:: REQUIREMENT ::
Lines that contain the string "rough" are the ones to list; copy all of them from the records.

:: Data records ::
------------------------------------------------------------

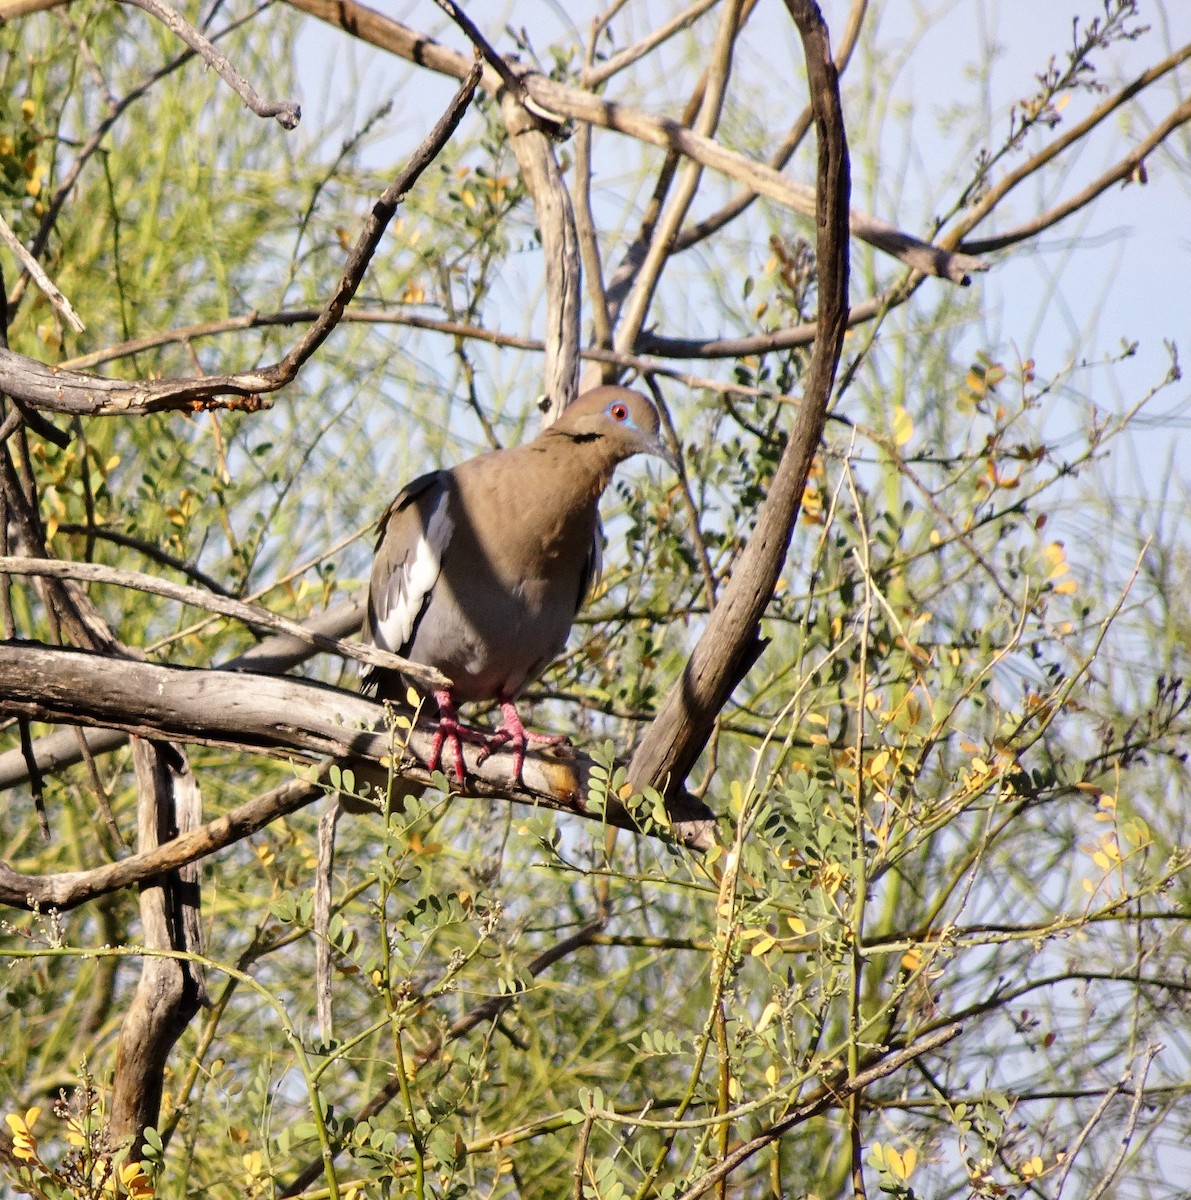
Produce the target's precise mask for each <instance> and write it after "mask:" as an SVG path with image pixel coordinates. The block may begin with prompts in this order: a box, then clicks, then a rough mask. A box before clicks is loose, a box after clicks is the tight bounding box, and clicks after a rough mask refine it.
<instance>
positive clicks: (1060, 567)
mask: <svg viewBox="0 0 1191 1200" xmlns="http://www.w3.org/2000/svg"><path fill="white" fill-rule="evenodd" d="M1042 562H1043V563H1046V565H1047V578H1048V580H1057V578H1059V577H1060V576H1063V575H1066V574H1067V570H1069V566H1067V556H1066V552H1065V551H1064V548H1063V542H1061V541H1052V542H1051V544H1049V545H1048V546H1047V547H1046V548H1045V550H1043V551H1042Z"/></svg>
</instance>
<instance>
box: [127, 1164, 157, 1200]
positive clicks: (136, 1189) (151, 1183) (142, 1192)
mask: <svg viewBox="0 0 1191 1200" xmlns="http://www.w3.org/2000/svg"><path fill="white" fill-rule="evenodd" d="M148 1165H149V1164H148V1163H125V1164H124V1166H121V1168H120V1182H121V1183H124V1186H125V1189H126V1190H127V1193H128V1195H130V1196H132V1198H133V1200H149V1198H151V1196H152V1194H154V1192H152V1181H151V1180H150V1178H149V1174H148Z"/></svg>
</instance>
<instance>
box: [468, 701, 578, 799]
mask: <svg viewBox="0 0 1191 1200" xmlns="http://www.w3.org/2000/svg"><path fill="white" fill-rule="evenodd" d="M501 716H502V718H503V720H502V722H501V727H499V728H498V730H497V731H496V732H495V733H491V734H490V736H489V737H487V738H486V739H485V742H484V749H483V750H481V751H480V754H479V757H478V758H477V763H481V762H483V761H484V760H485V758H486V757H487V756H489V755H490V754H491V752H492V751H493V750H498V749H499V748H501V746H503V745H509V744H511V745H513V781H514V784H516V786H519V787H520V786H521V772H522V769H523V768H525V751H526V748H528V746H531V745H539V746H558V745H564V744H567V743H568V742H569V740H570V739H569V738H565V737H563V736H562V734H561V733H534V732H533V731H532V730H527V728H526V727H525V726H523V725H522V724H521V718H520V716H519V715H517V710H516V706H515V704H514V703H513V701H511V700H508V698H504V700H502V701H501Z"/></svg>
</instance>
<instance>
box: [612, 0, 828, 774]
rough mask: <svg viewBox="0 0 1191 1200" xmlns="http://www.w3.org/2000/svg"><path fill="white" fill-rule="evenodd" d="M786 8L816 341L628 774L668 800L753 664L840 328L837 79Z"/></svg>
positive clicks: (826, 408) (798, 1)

------------------------------------------------------------

:: RESULT OF THIS TASK ::
Produce the target's precise mask for each <instance> and write it after "mask:" as an SVG path with image pixel coordinates. The block may begin with prompts in this order: a box, then clicks, then a rough mask. A box before clicks is loose, a box after clicks is the tight bounding box, and clicks after a rough mask refine it.
rough mask: <svg viewBox="0 0 1191 1200" xmlns="http://www.w3.org/2000/svg"><path fill="white" fill-rule="evenodd" d="M786 8L816 341L628 774L668 800L753 664L840 328L837 79Z"/></svg>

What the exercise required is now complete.